Records of labeled points >>
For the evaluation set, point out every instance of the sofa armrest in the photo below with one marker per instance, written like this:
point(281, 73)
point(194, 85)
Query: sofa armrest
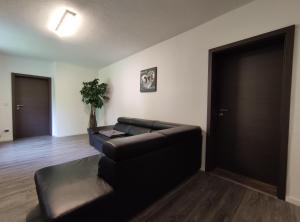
point(129, 147)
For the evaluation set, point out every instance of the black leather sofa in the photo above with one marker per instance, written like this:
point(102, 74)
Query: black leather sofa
point(131, 173)
point(130, 126)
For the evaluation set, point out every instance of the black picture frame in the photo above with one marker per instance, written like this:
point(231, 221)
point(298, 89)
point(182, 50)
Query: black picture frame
point(148, 80)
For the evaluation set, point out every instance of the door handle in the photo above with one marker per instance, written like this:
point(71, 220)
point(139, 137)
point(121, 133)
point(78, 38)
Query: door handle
point(19, 107)
point(222, 111)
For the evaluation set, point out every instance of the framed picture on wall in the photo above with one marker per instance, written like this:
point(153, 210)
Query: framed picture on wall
point(148, 80)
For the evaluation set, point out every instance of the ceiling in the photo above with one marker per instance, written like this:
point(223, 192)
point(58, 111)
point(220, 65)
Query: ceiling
point(110, 29)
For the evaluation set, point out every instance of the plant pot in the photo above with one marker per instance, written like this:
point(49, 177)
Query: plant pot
point(91, 133)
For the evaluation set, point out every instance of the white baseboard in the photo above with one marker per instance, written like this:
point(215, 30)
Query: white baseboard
point(293, 200)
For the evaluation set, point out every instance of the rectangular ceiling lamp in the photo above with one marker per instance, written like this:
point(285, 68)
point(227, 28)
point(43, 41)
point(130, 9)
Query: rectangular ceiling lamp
point(67, 24)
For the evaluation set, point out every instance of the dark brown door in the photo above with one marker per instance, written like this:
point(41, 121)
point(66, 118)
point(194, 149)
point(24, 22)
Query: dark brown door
point(31, 106)
point(248, 110)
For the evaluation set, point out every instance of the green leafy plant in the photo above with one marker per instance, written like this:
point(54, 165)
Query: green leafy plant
point(94, 94)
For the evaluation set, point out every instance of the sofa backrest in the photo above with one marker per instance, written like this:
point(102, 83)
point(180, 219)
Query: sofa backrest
point(156, 161)
point(135, 126)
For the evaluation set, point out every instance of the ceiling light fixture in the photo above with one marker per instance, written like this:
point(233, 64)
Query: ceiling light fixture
point(64, 22)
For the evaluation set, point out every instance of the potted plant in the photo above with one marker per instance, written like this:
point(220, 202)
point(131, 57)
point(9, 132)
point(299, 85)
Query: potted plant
point(94, 94)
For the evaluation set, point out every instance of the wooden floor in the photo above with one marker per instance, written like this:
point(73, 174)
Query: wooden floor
point(202, 198)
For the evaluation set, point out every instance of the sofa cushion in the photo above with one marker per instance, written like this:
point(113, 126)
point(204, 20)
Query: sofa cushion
point(136, 130)
point(136, 122)
point(125, 148)
point(71, 186)
point(99, 140)
point(122, 127)
point(158, 125)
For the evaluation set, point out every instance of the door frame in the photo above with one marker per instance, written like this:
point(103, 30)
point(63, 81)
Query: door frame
point(287, 34)
point(13, 79)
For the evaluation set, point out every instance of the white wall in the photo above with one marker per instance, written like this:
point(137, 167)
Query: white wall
point(71, 115)
point(183, 74)
point(8, 65)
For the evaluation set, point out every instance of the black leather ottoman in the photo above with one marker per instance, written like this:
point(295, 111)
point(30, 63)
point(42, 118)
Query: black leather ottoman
point(73, 192)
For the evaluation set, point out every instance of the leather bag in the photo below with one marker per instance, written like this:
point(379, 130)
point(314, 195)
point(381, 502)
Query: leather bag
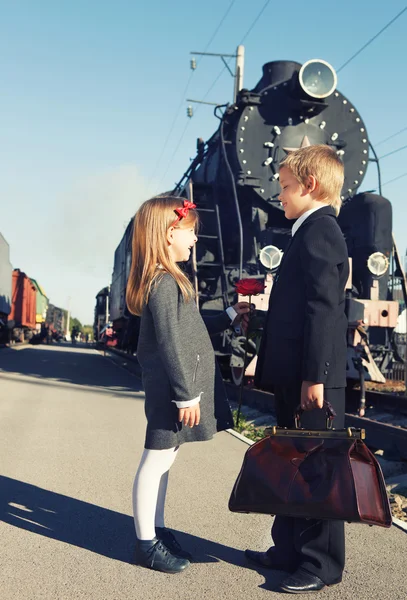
point(325, 474)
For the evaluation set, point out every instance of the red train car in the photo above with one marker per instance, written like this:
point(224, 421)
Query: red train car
point(24, 304)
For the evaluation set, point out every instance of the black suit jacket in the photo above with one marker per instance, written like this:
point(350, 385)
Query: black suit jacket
point(304, 338)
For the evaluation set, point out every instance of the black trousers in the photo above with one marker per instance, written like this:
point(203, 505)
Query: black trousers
point(318, 546)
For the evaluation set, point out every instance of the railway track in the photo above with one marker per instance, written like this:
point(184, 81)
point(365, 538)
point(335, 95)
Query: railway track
point(385, 421)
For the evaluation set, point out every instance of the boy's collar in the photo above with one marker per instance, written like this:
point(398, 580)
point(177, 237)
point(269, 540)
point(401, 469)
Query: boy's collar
point(307, 214)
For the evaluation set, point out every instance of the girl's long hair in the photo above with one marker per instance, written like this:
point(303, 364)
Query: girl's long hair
point(150, 254)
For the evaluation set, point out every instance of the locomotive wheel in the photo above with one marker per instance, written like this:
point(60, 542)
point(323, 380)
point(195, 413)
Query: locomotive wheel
point(237, 375)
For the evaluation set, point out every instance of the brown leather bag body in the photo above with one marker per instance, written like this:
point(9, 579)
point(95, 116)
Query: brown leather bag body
point(313, 474)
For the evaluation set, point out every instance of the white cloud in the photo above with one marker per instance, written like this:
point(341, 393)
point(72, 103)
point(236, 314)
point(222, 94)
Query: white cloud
point(86, 227)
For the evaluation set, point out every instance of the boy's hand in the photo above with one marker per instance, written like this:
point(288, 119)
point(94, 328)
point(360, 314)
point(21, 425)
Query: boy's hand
point(312, 395)
point(190, 416)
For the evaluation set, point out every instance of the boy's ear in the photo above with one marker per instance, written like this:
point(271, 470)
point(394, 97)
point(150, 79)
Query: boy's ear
point(170, 235)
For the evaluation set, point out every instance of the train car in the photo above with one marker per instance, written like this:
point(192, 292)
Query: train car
point(6, 271)
point(234, 182)
point(119, 314)
point(41, 305)
point(23, 306)
point(56, 320)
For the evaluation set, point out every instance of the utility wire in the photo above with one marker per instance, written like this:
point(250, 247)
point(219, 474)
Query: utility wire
point(181, 103)
point(393, 152)
point(213, 84)
point(372, 39)
point(390, 137)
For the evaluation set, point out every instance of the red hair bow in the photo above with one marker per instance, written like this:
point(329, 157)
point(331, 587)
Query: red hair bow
point(183, 212)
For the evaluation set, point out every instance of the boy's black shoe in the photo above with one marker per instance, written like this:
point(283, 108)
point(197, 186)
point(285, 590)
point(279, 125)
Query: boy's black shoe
point(169, 539)
point(154, 554)
point(303, 582)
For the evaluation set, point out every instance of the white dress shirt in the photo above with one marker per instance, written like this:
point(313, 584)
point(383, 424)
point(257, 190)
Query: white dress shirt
point(232, 314)
point(303, 217)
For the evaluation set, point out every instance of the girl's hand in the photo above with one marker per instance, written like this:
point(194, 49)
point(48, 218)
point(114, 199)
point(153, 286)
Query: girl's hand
point(190, 416)
point(312, 395)
point(243, 311)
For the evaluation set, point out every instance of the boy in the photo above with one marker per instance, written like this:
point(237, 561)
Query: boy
point(302, 355)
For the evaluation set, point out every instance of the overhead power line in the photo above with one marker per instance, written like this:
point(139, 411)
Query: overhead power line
point(372, 39)
point(395, 179)
point(249, 30)
point(181, 103)
point(390, 137)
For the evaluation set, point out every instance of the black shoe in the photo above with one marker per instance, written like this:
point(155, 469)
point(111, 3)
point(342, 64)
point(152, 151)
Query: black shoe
point(166, 536)
point(153, 554)
point(302, 582)
point(268, 560)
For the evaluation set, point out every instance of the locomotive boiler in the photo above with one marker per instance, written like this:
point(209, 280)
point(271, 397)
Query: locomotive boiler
point(234, 181)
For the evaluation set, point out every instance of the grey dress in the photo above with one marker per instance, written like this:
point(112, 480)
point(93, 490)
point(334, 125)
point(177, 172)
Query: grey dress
point(178, 363)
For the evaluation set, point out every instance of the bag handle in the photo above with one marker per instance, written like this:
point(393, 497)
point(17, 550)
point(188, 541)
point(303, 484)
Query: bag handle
point(330, 415)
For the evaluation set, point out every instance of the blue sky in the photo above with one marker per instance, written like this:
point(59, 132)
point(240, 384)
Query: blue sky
point(89, 90)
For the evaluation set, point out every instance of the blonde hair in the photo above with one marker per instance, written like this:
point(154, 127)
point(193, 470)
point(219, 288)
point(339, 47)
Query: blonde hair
point(150, 255)
point(323, 163)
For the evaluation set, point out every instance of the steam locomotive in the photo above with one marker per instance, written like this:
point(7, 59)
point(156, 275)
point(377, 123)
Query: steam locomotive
point(233, 180)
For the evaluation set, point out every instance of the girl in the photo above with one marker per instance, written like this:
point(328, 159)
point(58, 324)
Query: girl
point(185, 400)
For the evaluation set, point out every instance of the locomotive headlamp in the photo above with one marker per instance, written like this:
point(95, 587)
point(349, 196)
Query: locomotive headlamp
point(270, 257)
point(378, 263)
point(317, 78)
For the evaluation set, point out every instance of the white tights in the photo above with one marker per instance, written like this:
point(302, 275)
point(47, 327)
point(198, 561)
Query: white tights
point(149, 490)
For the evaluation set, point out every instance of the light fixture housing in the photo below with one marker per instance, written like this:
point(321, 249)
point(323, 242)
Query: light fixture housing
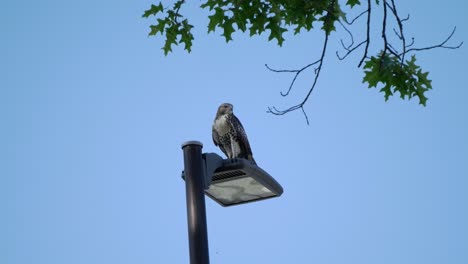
point(237, 181)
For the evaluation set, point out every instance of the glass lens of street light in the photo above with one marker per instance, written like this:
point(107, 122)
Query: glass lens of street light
point(238, 190)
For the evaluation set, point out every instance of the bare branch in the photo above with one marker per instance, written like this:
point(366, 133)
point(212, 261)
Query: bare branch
point(297, 72)
point(356, 18)
point(364, 56)
point(275, 111)
point(441, 45)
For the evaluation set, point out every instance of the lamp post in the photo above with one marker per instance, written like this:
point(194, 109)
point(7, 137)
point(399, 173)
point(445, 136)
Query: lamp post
point(227, 181)
point(196, 212)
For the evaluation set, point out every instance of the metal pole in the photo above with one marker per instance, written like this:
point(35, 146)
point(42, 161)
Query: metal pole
point(195, 193)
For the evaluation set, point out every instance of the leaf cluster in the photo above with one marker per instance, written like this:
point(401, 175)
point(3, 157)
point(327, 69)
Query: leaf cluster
point(275, 16)
point(406, 78)
point(176, 29)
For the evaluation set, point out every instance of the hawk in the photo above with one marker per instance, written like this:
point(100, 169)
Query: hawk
point(229, 134)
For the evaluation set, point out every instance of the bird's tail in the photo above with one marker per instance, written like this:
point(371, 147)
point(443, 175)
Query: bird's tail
point(250, 157)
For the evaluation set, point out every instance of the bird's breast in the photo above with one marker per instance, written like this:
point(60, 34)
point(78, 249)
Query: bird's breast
point(221, 125)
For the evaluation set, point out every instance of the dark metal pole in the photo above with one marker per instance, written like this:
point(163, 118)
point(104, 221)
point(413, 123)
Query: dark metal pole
point(196, 212)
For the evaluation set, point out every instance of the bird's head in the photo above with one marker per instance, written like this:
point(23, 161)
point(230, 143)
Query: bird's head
point(225, 108)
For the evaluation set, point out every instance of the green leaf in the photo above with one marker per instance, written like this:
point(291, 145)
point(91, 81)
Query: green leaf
point(228, 29)
point(276, 31)
point(158, 27)
point(153, 10)
point(406, 78)
point(186, 35)
point(352, 3)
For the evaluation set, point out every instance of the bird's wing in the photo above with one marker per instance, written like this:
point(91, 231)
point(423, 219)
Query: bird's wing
point(241, 137)
point(215, 136)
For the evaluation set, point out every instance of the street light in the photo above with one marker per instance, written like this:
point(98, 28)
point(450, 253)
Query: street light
point(238, 181)
point(227, 181)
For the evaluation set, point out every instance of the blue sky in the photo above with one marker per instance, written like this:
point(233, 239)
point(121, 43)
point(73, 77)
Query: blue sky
point(93, 117)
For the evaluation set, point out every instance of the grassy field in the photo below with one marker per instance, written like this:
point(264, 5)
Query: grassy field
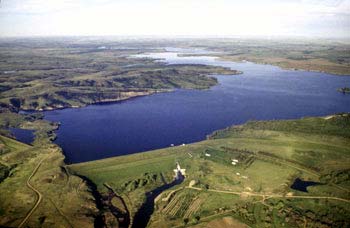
point(256, 191)
point(37, 191)
point(311, 55)
point(46, 74)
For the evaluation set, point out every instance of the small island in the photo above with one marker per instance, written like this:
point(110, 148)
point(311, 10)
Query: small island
point(344, 90)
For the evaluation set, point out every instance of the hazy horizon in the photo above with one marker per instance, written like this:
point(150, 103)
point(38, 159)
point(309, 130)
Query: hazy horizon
point(179, 19)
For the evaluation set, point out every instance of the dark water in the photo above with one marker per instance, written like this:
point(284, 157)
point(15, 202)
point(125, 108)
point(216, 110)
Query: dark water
point(263, 92)
point(143, 215)
point(23, 135)
point(301, 185)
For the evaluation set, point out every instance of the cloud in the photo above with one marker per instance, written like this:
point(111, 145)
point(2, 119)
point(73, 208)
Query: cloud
point(180, 17)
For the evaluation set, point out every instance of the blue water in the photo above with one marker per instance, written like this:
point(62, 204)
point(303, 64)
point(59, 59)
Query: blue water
point(262, 92)
point(23, 135)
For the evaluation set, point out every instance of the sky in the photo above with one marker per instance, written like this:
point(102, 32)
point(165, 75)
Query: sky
point(218, 18)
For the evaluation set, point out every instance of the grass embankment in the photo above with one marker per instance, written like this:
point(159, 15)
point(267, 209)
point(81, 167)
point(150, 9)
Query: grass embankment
point(35, 188)
point(256, 191)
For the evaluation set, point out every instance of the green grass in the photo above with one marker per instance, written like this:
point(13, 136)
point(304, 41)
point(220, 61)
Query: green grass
point(271, 155)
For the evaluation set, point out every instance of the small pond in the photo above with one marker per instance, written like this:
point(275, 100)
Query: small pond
point(301, 185)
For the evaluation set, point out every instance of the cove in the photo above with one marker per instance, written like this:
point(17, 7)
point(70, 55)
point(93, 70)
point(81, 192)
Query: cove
point(262, 92)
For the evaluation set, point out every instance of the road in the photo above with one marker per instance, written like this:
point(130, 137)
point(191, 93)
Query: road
point(272, 196)
point(40, 196)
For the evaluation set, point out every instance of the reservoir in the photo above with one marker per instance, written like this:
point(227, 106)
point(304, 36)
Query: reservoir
point(262, 92)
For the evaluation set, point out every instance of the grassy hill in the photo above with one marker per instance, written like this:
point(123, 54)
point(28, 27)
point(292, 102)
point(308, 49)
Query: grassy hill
point(36, 190)
point(256, 190)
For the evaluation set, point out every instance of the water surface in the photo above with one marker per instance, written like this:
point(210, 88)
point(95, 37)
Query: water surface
point(23, 135)
point(262, 92)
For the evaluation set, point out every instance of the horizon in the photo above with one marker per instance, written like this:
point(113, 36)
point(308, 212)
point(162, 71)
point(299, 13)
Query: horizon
point(327, 19)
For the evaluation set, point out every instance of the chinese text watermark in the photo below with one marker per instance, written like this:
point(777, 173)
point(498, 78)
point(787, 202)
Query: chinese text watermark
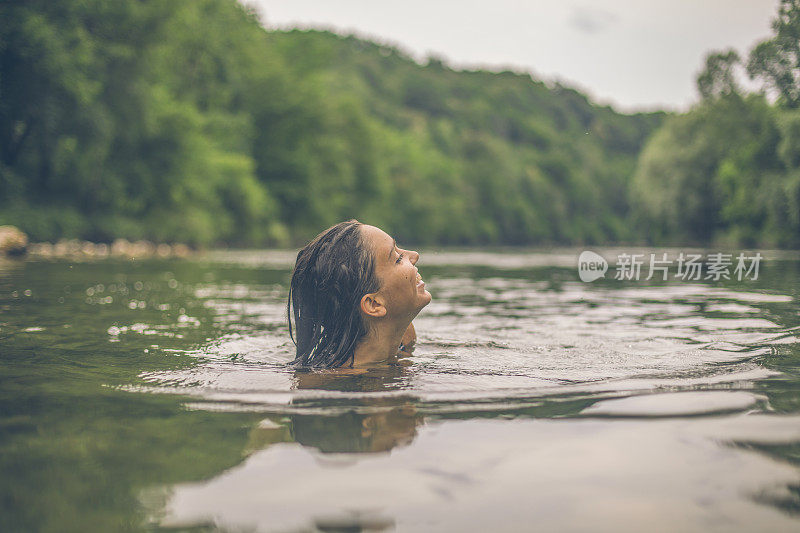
point(686, 266)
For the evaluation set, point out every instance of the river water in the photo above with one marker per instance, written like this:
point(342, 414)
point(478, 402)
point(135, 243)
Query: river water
point(155, 395)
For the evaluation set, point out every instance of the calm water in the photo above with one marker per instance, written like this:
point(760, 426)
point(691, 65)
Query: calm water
point(154, 395)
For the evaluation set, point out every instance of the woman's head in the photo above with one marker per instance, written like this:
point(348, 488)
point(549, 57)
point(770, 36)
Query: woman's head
point(345, 281)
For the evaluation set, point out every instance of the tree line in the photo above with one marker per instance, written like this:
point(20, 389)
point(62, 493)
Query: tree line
point(187, 121)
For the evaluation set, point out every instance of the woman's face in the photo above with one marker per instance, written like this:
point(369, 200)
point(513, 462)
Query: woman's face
point(402, 287)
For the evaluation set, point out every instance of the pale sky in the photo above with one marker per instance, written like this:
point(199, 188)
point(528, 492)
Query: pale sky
point(632, 54)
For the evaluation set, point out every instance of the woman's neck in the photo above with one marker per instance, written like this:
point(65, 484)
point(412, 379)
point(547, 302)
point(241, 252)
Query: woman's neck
point(380, 344)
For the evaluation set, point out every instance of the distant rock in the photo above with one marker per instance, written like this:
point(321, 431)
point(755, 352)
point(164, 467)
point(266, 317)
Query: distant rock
point(12, 241)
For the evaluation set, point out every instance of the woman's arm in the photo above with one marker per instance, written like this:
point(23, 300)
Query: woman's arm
point(409, 340)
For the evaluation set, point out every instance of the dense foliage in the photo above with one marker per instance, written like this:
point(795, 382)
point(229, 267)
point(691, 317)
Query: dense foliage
point(728, 171)
point(184, 120)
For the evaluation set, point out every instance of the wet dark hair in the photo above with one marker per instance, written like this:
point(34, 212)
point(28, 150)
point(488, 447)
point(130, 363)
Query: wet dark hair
point(330, 276)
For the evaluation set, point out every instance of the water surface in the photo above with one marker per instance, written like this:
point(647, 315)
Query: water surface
point(155, 395)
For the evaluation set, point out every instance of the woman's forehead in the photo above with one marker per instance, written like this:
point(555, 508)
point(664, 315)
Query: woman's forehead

What needs to be done >>
Render the lines above as a Markdown table with the columns Row and Line, beginning at the line that contains "For the evaluation set, point out every instance of the wooden" and ending at the line that contains "point(202, 198)", both included. Number the rows in order and leave out any blank lines.

Answer in full >>
| Row | Line |
|---|---|
| 1 | For the evaluation set, point out every instance of the wooden floor in the photo above with one marker per instance, written like this: |
| 2 | point(73, 174) |
| 3 | Query: wooden floor |
| 4 | point(202, 198) |